REQUIREMENTS:
Answer from the Quicksand series description below:
1. In what year was the series commissioned?
2. How many episodes make up the first season?
3. At which school does the shooting take place?

— Begin EXTRACT PROVIDED —

Quicksand () is a Swedish crime drama streaming television series, based on the 2016 novel of the same name by Malin Persson Giolito. The first season, consisting of six episodes, was released on 5 April 2019 on Netflix and is its first Swedish-language series. The series stars Hanna Ardéhn, Felix Sandman, William Spetz, Ella Rappich, David Dencik, Reuben Sallmander, Maria Sundbom, Rebecka Hemse, Arvid Sand, Helena af Sandeberg and Anna Björk.

The series was commissioned in 2017 following the immense popularity of Giolito's novel.

Synopsis
A school shooting takes place at Djursholm senior high school. At the age of 18, Maja Norberg is arrested and suspected of murder. The protagonist admits the murder at an early stage but denies the crime – the trial is rather about why the murder was committed than whether it was committed.

— End EXTRACT PROVIDED —
— Begin DATA —

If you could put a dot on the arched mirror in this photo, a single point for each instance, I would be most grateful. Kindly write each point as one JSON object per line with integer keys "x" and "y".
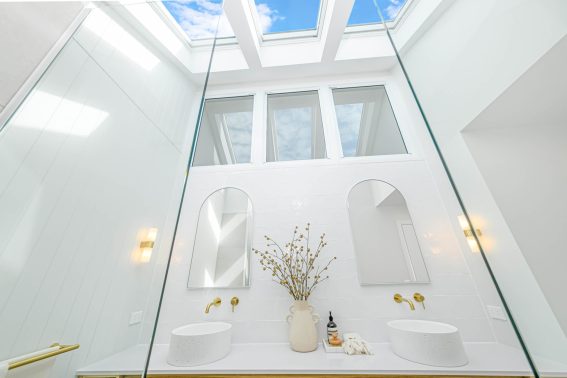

— End DATA —

EXERCISE RESULT:
1. 2017
2. Six
3. Djursholm senior high school